> Supplied records
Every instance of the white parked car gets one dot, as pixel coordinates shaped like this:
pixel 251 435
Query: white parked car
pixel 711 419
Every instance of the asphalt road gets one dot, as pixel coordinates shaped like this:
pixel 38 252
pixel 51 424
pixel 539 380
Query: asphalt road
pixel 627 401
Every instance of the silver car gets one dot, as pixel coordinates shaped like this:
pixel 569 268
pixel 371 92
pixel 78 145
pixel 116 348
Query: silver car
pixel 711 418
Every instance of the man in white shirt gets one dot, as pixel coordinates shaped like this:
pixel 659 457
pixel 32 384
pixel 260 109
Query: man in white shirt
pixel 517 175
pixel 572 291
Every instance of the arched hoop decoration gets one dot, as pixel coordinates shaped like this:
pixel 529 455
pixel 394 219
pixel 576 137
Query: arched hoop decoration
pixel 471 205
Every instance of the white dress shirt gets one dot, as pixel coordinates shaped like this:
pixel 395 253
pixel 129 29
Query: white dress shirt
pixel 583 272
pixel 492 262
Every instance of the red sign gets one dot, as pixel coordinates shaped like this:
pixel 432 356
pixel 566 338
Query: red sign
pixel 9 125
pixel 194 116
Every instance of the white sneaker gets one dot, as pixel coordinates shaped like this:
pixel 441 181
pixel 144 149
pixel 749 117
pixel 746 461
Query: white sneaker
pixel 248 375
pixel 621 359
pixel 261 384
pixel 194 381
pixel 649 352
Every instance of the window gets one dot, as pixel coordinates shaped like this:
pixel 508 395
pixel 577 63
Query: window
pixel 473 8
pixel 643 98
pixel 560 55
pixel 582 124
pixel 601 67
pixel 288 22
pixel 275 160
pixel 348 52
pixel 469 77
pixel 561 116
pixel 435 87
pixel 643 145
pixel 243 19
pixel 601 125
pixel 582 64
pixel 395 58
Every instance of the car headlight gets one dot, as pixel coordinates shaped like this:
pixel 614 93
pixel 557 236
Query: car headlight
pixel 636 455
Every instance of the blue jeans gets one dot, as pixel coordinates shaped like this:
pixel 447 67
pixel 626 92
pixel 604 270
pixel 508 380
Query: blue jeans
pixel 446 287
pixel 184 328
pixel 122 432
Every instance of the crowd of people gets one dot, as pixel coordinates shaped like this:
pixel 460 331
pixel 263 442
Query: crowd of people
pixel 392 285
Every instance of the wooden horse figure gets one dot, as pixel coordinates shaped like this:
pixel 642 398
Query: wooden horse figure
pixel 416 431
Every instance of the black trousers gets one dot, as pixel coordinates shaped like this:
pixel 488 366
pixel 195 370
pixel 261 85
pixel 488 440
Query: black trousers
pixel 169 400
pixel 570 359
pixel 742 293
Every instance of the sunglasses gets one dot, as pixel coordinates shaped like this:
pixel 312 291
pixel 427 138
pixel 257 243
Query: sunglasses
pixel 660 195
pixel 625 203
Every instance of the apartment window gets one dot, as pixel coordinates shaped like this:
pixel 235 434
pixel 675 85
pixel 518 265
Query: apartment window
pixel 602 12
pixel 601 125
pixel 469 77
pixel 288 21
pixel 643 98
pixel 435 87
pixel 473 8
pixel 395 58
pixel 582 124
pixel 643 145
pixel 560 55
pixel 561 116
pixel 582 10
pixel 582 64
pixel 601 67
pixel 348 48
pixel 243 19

> Required work
Transcribe the whole listing above, keeping each line exactly as written.

> Answer to the exercise
Every instance of the white parked car gets one dot, as pixel coordinates shaped like this:
pixel 251 435
Query: white parked car
pixel 711 419
Every instance of the asphalt road gets one dot, as pixel coordinates shaped like this:
pixel 38 252
pixel 51 424
pixel 539 380
Query: asphalt road
pixel 627 401
Every instance of the silver car gets one dot, as pixel coordinates shaped like this:
pixel 569 268
pixel 371 92
pixel 78 145
pixel 116 348
Query: silver car
pixel 711 418
Every instance of the man in white shirt gets one dot, as pixel coordinates shaped like this:
pixel 659 457
pixel 32 384
pixel 260 109
Query: man in white shirt
pixel 517 175
pixel 572 291
Every instance of the arched hoop decoration gets one dot, as pixel coordinates shaped like this:
pixel 529 455
pixel 394 219
pixel 576 137
Query: arched hoop decoration
pixel 471 205
Every instance of the white dress shirt gets one dot, as pixel coordinates shaped like this:
pixel 395 253
pixel 129 29
Query: white dress shirt
pixel 583 272
pixel 492 262
Every instance of the red sign gets one dot, as pixel coordinates shaped like this:
pixel 432 356
pixel 566 338
Query: red sign
pixel 9 125
pixel 194 116
Every instance of the white sneaker gets one dot, as pixel coordinates shaped like this:
pixel 441 181
pixel 144 149
pixel 749 117
pixel 746 461
Query: white sneaker
pixel 248 375
pixel 621 359
pixel 261 384
pixel 194 381
pixel 649 352
Every instance of the window gets one dot, as pixel coordinates shaped like this:
pixel 508 395
pixel 577 63
Query: window
pixel 473 8
pixel 643 98
pixel 560 55
pixel 582 124
pixel 601 67
pixel 288 22
pixel 275 160
pixel 348 52
pixel 469 77
pixel 561 116
pixel 435 87
pixel 643 145
pixel 243 19
pixel 601 125
pixel 582 64
pixel 395 58
Every instance of the car headlight gets one dot, as pixel coordinates shaped like this:
pixel 614 93
pixel 557 236
Query: car headlight
pixel 636 455
Every instance of the blue jeans gets one dot, as pixel coordinates shaped like this:
pixel 447 67
pixel 626 92
pixel 604 270
pixel 508 380
Query: blue jeans
pixel 446 287
pixel 184 328
pixel 122 432
Every instance of the crowd of people gets one dot, as pixel coordinates shaped like this:
pixel 460 331
pixel 263 442
Query: crowd of people
pixel 392 285
Every instance of the wooden horse figure gets one dot, as pixel coordinates shaped like this:
pixel 642 398
Query: wooden horse figure
pixel 416 431
Every instance of the black trousers gets one dot, as pixel coordinates shaped like this:
pixel 488 366
pixel 195 370
pixel 261 85
pixel 488 440
Query: black trousers
pixel 169 400
pixel 570 359
pixel 742 293
Every instance of the sunglasses gets one dot, as pixel coordinates shaped like this:
pixel 312 291
pixel 427 138
pixel 257 243
Query: sunglasses
pixel 660 195
pixel 625 203
Every instance of the apartment window gets one dot, as pixel coordinates shaped like this:
pixel 235 434
pixel 675 85
pixel 518 265
Query: apartment window
pixel 602 12
pixel 601 125
pixel 469 77
pixel 288 21
pixel 643 98
pixel 435 87
pixel 473 8
pixel 395 58
pixel 582 124
pixel 643 145
pixel 560 55
pixel 561 116
pixel 582 10
pixel 582 64
pixel 601 67
pixel 348 48
pixel 243 19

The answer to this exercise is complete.